ТЕКСТ ЗАДАНИЯ — Продублируйте без изменений часть фрагмента о лирике Тютчева: всё начиная со слов «С поэзией Тютчева» и вплоть до слов «мысль обретает выразительность.».

ИСХОДНЫЙ ФРАГМЕНТ —
С поэзией Тютчева мы знакомимся в начальной школе, это стихи о природе, пейзажная лирика. Но главное у Тютчева - не изображение, а осмысление природы - натурфилософская лирика, и вторая его тема - жизнь человеческой души, напряженность любовного чувства. Лирический герой, понимаемый как единство личности, являющейся и объектом и субъектом лирического постижения, для Тютчева не характерен. Единство его лирике придает эмоциональный тон - постоянная неясная тревога, за которой стоит смутное, но неизменное ощущение приближения всеобщего конца.

^ 2.1. Пейзажная лирика Ф. И. Тютчева

Преобладание пейзажей - одна из примет его лирики. При этом изображение природы и мысль о природе соединены у Тютчева воедино: его пейзажи получают символический философский смысл, а мысль обретает выразительность.

В отношении к природе Тютчев являет как бы две ипостаси: бытийную, созерцательную, воспринимающую окружающий мир «с помощью пяти органов чувств», - и духовную, мыслящую, стремящуюся за видимым покровом угадать великую тайну природы.

ФРАГМЕНТЫ СТРОК —
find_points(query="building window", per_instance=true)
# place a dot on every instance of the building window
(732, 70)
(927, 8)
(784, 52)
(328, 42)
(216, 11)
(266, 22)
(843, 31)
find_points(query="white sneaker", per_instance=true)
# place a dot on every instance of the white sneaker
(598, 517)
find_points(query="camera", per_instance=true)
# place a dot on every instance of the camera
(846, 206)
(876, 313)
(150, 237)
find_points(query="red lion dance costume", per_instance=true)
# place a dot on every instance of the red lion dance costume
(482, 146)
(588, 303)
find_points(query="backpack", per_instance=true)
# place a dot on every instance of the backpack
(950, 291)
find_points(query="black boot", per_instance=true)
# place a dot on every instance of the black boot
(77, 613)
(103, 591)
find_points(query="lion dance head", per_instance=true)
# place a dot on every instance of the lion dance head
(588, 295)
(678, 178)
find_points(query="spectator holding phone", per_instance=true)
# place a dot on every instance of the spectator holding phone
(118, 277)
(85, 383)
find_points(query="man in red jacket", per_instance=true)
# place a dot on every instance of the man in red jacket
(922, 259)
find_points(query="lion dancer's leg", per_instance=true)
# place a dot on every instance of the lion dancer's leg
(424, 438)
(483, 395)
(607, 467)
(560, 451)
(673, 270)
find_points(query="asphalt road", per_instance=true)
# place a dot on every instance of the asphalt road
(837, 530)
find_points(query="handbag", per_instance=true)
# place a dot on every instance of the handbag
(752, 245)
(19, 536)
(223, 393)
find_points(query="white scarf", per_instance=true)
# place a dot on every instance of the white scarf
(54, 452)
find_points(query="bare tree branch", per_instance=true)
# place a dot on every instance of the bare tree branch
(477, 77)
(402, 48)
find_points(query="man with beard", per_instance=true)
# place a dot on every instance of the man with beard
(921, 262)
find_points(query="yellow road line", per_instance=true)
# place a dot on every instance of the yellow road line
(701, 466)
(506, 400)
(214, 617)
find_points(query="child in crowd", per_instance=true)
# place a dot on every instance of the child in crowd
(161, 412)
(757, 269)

РЕЗУЛЬТАТ ВЫПОЛНЕНИЯ —
С поэзией Тютчева мы знакомимся в начальной школе, это стихи о природе, пейзажная лирика. Но главное у Тютчева - не изображение, а осмысление природы - натурфилософская лирика, и вторая его тема - жизнь человеческой души, напряженность любовного чувства. Лирический герой, понимаемый как единство личности, являющейся и объектом и субъектом лирического постижения, для Тютчева не характерен. Единство его лирике придает эмоциональный тон - постоянная неясная тревога, за которой стоит смутное, но неизменное ощущение приближения всеобщего конца.

^ 2.1. Пейзажная лирика Ф. И. Тютчева

Преобладание пейзажей - одна из примет его лирики. При этом изображение природы и мысль о природе соединены у Тютчева воедино: его пейзажи получают символический философский смысл, а мысль обретает выразительность.